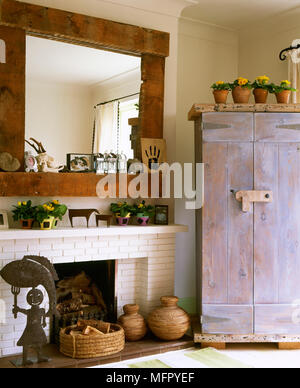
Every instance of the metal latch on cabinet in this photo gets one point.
(248, 197)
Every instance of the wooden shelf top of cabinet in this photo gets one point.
(25, 184)
(198, 109)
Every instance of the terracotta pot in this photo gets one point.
(220, 96)
(241, 95)
(260, 95)
(169, 322)
(283, 97)
(133, 323)
(27, 224)
(123, 221)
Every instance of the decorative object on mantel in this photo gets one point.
(153, 153)
(31, 272)
(241, 90)
(49, 214)
(143, 213)
(220, 91)
(261, 89)
(122, 211)
(85, 213)
(25, 213)
(91, 338)
(8, 163)
(282, 91)
(80, 162)
(104, 217)
(45, 162)
(3, 220)
(133, 323)
(169, 322)
(30, 162)
(161, 215)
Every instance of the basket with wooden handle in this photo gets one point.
(91, 342)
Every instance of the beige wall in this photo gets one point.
(60, 116)
(260, 45)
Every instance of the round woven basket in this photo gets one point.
(85, 346)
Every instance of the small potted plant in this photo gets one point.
(241, 90)
(261, 88)
(44, 216)
(122, 212)
(58, 212)
(143, 213)
(220, 91)
(25, 213)
(282, 91)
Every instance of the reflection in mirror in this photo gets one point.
(79, 99)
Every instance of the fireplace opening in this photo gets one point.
(84, 291)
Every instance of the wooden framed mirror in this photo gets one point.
(17, 20)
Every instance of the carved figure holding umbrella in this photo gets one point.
(30, 272)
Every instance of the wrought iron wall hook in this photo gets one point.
(283, 53)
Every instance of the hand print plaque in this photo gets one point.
(153, 153)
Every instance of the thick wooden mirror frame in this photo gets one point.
(18, 19)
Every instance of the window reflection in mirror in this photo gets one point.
(69, 90)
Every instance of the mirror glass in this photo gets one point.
(79, 99)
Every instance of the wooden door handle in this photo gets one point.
(248, 196)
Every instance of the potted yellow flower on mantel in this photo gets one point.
(241, 90)
(261, 88)
(49, 214)
(220, 91)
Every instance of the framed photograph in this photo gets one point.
(161, 215)
(80, 162)
(3, 220)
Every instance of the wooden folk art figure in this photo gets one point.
(30, 272)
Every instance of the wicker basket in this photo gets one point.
(85, 346)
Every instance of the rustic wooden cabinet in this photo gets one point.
(249, 262)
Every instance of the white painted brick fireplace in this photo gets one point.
(145, 265)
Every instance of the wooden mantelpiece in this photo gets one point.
(198, 109)
(59, 185)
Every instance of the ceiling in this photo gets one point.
(53, 61)
(235, 14)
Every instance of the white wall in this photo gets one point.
(117, 87)
(60, 116)
(205, 54)
(261, 44)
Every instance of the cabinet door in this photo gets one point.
(277, 224)
(227, 232)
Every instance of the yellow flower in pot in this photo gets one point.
(25, 213)
(220, 91)
(282, 91)
(241, 90)
(261, 89)
(49, 213)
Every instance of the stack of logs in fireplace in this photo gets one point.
(78, 297)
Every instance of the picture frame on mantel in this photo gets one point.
(3, 220)
(161, 215)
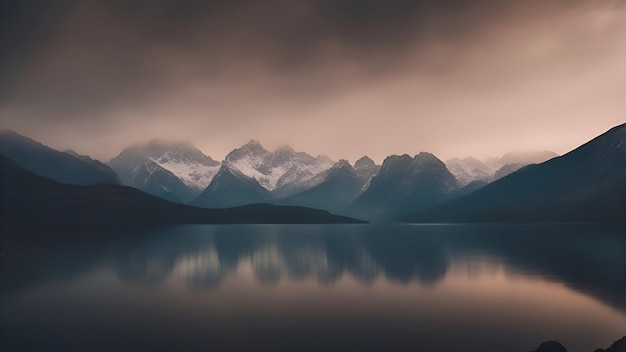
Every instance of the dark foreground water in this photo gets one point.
(320, 288)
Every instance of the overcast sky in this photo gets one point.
(338, 77)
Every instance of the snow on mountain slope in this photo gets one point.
(282, 172)
(175, 169)
(491, 169)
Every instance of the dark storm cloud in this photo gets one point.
(69, 55)
(78, 70)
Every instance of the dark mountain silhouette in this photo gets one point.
(587, 184)
(404, 184)
(340, 186)
(62, 167)
(230, 188)
(176, 171)
(31, 200)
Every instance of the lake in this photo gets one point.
(379, 287)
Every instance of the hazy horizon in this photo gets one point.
(343, 78)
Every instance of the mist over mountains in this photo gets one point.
(403, 184)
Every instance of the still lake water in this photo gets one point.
(319, 288)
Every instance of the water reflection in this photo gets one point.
(586, 258)
(363, 287)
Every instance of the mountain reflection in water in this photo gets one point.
(389, 282)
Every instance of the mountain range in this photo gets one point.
(587, 184)
(176, 171)
(62, 167)
(422, 186)
(30, 200)
(471, 169)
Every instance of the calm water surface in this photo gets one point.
(319, 287)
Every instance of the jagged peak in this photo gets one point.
(364, 161)
(285, 149)
(343, 163)
(324, 158)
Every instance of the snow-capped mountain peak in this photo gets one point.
(283, 171)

+---+

## Short problem
The records above are to be reproduced exactly; the pictures are to be left out.

## Answer to the task
Every instance of the metal latch on cabinet in this photo gets one point.
(248, 197)
Every instance of the wooden shelf top of cabinet in this photo gets one point.
(25, 184)
(198, 109)
Every instance of the terracotta pot in this photo gets one point.
(220, 96)
(241, 95)
(260, 95)
(169, 322)
(283, 97)
(133, 323)
(27, 224)
(123, 221)
Every instance of the decorative object on mantel in this photo gets one point.
(153, 153)
(31, 272)
(241, 90)
(49, 214)
(143, 213)
(220, 91)
(261, 89)
(122, 211)
(85, 213)
(25, 213)
(91, 338)
(8, 163)
(282, 91)
(80, 162)
(104, 217)
(45, 162)
(3, 220)
(133, 323)
(169, 322)
(30, 162)
(161, 215)
Every instance of the basket with wooden handle in this photo gets one point.
(91, 342)
Every instance of the beige wall in this photo gets one point.
(60, 116)
(260, 45)
Every instance of the round woven basket in this photo gets one point.
(85, 346)
Every instance of the small potted plant in this photo gets one point.
(241, 90)
(261, 88)
(44, 216)
(122, 212)
(58, 212)
(143, 213)
(220, 91)
(25, 213)
(282, 91)
Every instance of the reflection in mirror in this photo gets one point.
(79, 99)
Every instance of the fireplace opening in this photo gets one point.
(84, 291)
Every instance of the wooden framed mirror in this photo gets one point.
(17, 20)
Every instance of the carved figure holding umbrella in this photo gets one point.
(30, 272)
Every instance of the wrought iron wall hook in this photo gets one point.
(283, 53)
Every instance of the hand print plaque in this photo gets one point.
(153, 153)
Every instance of the thick wooden mirror frame in this photo gets one point.
(18, 19)
Every instance of the window reflection in mirror in this photo gets one point.
(69, 90)
Every instance of the mirror glass in this photo gets one point.
(79, 99)
Every instance of the wooden door handle in this photo gets one point.
(248, 196)
Every instance of the potted yellow flower on mantel in this photo gets one point.
(241, 90)
(261, 88)
(49, 214)
(220, 91)
Every instance of the framed photograph in this photo gets one point.
(161, 215)
(80, 162)
(3, 220)
Every instance of the wooden folk art figure in this photo gets one point.
(30, 272)
Every instance of the wicker basket in this photo gets one point.
(85, 346)
Every instance of the rustic wooden cabinet in this photo gets one point.
(249, 262)
Every instance of the white painted brick fireplace in this photo gets one point.
(145, 265)
Every instance of the wooden mantelpiece in this photo gets one point.
(198, 109)
(59, 185)
Every instance of the ceiling in this photo gets one point.
(53, 61)
(235, 14)
Every instance of the white wall in this photo gets one point.
(117, 87)
(60, 116)
(205, 54)
(261, 44)
Every instance of the cabinet door in this photo gets one point.
(277, 224)
(227, 232)
Every instance of the yellow flower in pot in this photo gets one point.
(25, 213)
(220, 91)
(282, 91)
(241, 90)
(261, 89)
(49, 213)
Every instance of the stack of logs in fireplace in this photo gets one point.
(78, 297)
Every instance of the picture frame on mantel in this photo gets one point.
(3, 220)
(161, 215)
Every instance of the dark foreground water in this photo gets one point.
(320, 288)
Every instance of the overcast sky in this photo gets one point.
(338, 77)
Every instance of the snow on mountain slope in this photo gets one point.
(282, 172)
(175, 169)
(491, 169)
Every instance of the dark storm cloud in this photo gets one point.
(69, 55)
(78, 70)
Every instance of the dark mountain silhouette in this photo gets one point.
(587, 184)
(404, 184)
(340, 186)
(62, 167)
(230, 188)
(176, 171)
(31, 200)
Every instance of the lake in this photo gets one point.
(379, 287)
Every instance of the hazy horizon in this photo gets one point.
(343, 78)
Every instance of the mist over mountains in this photo gets one point.
(403, 184)
Every instance of the still lake water in this photo gets one point.
(319, 288)
Every instance of the water reflection in this photo gets one point.
(586, 258)
(363, 287)
Every instance of the mountain reflection in water in this photo gets one point.
(389, 282)
Every instance of the mountain range in this photo gets one point.
(587, 184)
(176, 171)
(62, 167)
(422, 186)
(30, 200)
(471, 169)
Every instance of the calm water surface in this photo gets one point.
(319, 287)
Every instance of the jagged peak in this photo gets one point.
(364, 161)
(285, 149)
(343, 163)
(324, 158)
Every instance of the snow-capped mountain peak in this photo gets one point.
(283, 171)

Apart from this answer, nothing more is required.